— REQUIREMENTS —
**1.** Answer these questions about the code review:
(a) Which API is named as one that takes char*?
(b) What function does the reviewer say can be used directly as the GDestroyNotify function?
(c) What names does the reviewer prefer to ev_document_load_cache?
**2.** Please write what comes next in the code review, picking up after its last line.

— SELECTION —
------------------------------

Casts are unavoidable. We might want guchar*, but there are APIs that take char* (poppler_document_new_from_data).

> @@ +285,3 @@
> +
> +static void
> +free_uncompressed_data (gchar *data)
> 
> We don't need this, free_uncompressed_uri is needed because it also removes the
> temp file, but in this case we can just use g_free directly as GDestroyNotify
> function

Removed.

> @@ +395,3 @@
> +                return document;
> +                
> +                /* else fall through to slow mime code detection. */
> 
> This comment doesn't make sense when loading from data, I guess.

Removed.

> ::: libdocument/ev-document.c
> @@ +214,3 @@
> 
> +static void
> +ev_document_load_cache (EvDocument  *document,
> 
> I prefer something like ev_document_setup_cache or init_cache
> 
> @@ +217,3 @@
> +          const char  *uri,
> +          const char  *data,
> +          gsize        data_length)

------------------------------

— DATA LISTING —
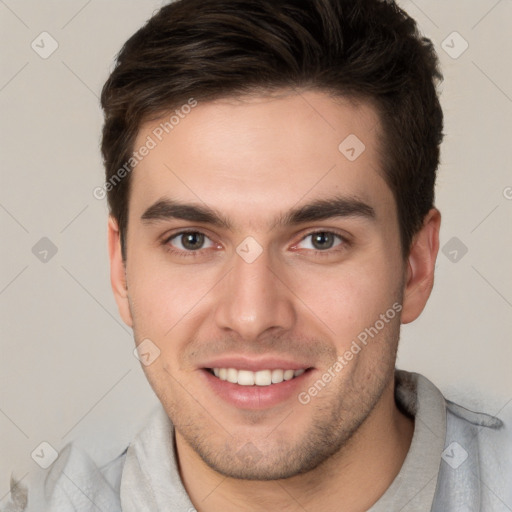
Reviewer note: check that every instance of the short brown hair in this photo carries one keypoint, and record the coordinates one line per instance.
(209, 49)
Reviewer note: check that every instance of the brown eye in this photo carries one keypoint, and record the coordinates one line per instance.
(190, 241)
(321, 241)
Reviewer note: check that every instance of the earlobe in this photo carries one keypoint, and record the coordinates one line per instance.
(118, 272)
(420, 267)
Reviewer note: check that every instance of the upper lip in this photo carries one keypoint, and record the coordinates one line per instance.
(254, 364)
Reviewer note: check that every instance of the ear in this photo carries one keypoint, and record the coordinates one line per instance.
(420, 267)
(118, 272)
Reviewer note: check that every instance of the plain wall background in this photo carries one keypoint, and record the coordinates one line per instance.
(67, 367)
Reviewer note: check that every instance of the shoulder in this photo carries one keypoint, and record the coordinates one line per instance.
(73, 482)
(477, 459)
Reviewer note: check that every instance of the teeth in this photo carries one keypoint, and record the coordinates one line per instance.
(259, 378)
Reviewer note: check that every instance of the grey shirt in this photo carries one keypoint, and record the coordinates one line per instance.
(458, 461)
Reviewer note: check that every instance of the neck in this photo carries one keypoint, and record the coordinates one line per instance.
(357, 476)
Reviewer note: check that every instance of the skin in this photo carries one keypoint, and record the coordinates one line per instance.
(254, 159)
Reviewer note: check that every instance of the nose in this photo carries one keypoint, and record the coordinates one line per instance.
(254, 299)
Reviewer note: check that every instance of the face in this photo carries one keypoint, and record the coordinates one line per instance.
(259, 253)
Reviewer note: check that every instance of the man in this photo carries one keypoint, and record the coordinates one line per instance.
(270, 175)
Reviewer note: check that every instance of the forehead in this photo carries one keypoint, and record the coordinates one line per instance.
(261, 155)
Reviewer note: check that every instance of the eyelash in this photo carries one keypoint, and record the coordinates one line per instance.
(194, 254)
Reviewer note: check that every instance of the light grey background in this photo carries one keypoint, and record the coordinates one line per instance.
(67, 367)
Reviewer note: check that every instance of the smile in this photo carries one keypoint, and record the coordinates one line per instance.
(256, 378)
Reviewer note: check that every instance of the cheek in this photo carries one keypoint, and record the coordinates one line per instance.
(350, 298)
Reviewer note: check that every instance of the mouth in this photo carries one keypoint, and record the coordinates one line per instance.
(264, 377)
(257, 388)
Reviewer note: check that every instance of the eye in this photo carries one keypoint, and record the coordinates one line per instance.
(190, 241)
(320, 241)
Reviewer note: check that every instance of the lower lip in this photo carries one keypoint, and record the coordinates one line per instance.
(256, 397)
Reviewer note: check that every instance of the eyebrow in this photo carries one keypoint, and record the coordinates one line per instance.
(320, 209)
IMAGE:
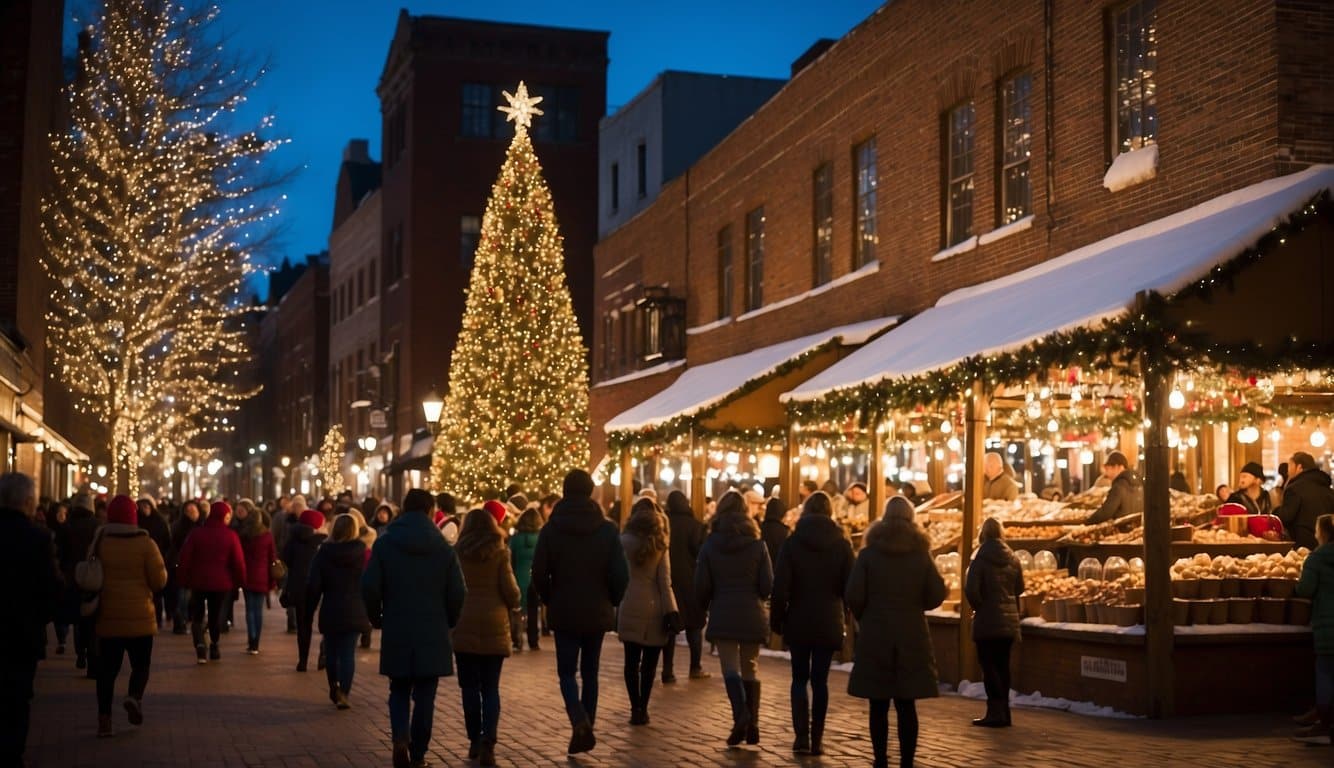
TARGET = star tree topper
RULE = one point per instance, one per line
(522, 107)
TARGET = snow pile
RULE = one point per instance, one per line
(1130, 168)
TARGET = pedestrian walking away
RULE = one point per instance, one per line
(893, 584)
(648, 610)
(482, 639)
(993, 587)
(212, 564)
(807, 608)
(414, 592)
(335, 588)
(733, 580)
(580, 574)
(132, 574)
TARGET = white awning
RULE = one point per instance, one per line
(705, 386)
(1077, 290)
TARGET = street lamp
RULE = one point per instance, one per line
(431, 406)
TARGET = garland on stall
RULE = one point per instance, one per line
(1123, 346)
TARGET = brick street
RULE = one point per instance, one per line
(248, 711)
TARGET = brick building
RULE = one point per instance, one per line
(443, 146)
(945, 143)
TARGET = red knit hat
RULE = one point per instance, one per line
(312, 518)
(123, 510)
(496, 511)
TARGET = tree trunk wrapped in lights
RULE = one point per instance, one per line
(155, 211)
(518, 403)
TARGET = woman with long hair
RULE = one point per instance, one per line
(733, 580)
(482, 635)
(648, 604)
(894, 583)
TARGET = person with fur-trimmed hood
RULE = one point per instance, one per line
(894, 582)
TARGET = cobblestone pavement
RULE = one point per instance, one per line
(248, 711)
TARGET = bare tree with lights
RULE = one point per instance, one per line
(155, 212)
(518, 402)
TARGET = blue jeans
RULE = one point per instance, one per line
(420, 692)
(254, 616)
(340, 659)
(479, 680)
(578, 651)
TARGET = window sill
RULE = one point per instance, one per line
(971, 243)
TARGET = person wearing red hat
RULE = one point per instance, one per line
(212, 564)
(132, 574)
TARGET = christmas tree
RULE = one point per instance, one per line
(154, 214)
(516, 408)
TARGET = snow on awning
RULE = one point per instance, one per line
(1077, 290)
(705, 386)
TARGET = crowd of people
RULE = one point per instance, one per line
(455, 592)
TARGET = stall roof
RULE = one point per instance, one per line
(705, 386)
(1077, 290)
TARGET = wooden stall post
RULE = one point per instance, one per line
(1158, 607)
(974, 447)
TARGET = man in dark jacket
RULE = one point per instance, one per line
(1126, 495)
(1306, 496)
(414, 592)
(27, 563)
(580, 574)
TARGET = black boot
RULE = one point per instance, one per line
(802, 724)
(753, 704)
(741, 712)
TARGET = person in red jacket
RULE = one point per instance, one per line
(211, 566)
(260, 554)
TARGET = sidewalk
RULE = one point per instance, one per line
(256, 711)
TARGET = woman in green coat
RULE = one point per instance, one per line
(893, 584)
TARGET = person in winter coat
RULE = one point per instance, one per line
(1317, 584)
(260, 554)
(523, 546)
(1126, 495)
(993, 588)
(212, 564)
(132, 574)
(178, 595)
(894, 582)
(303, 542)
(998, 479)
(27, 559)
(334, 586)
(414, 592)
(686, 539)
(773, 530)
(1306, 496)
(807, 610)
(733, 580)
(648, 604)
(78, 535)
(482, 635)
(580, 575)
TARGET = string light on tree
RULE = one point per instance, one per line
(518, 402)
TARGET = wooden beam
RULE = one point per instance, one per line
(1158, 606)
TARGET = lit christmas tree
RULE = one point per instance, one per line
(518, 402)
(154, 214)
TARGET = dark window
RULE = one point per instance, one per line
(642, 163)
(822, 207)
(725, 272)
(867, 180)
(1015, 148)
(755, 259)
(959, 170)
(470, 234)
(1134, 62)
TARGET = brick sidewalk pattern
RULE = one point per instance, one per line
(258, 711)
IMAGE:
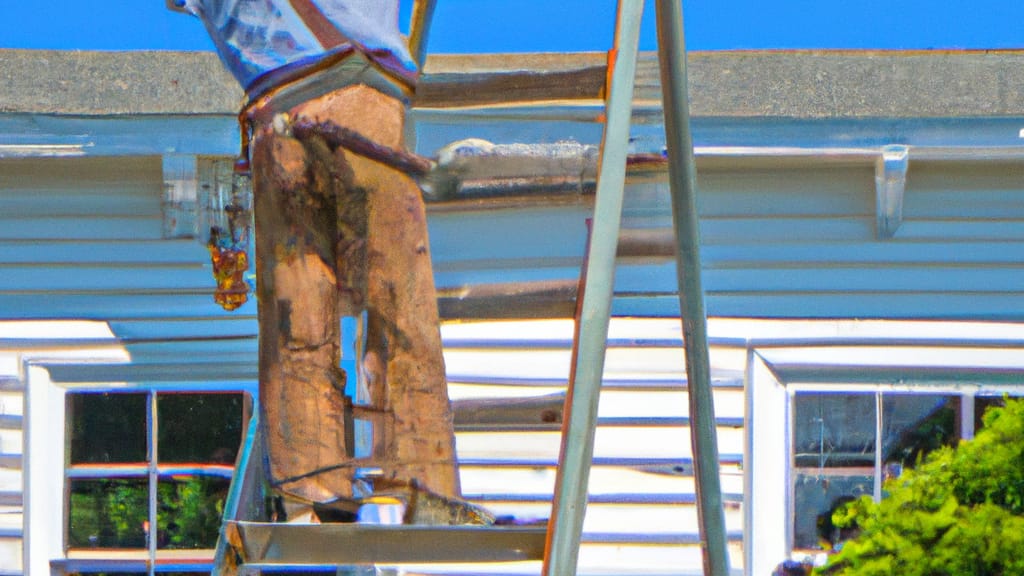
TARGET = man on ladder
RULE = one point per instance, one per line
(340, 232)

------------------------------

— RESPONSES —
**1.**
(a) poppler_document_new_from_data
(b) g_free
(c) ev_document_setup_cache or init_cache

**2.**
> 
> data and data_length are not used at all in this function. I think we could
> remove both uri and data parameters, and set the uri only when loading from uri
> before calling this and setup the syntex parser only the case of uri too, after
> calling this method.
> 
> @@ +344,3 @@
>           * going to the backends since it requires locks
>           */
> +            ev_document_load_cache (document, uri, NULL, 0);
> 
> So, here this would be:
> 
> priv->uri = g_strdup (uri);
> ev_document_init_cache(document);
> if (_ev_document_support_synctex (document))
> .....

Done.

> @@ +380,1 @@
> +    retval = klass->load_data (document, data, length, &err);
> 
> klass->load_data can be NULL for backends not supporting it, so we should check
> it here and maybe even fill an error saying loading from data is not supported
> by that document.

Right. I added EV_DOCUMENT_ERROR_UNSUPPORTED to EvDocumentError for it. I will attach patches in next comments.

Comment 5 Krzesimir Nowak 2012-04-26 14:30:47 UTC

Created attachment 212892 [details] [review]
Add loading documents from memory, for now only pdf backend.

Comment 6 Krzesimir Nowak 2012-04-26 14:32:42 UTC

Created attachment 212893 [details] [review]
Rest of backends have no loading from memory for now.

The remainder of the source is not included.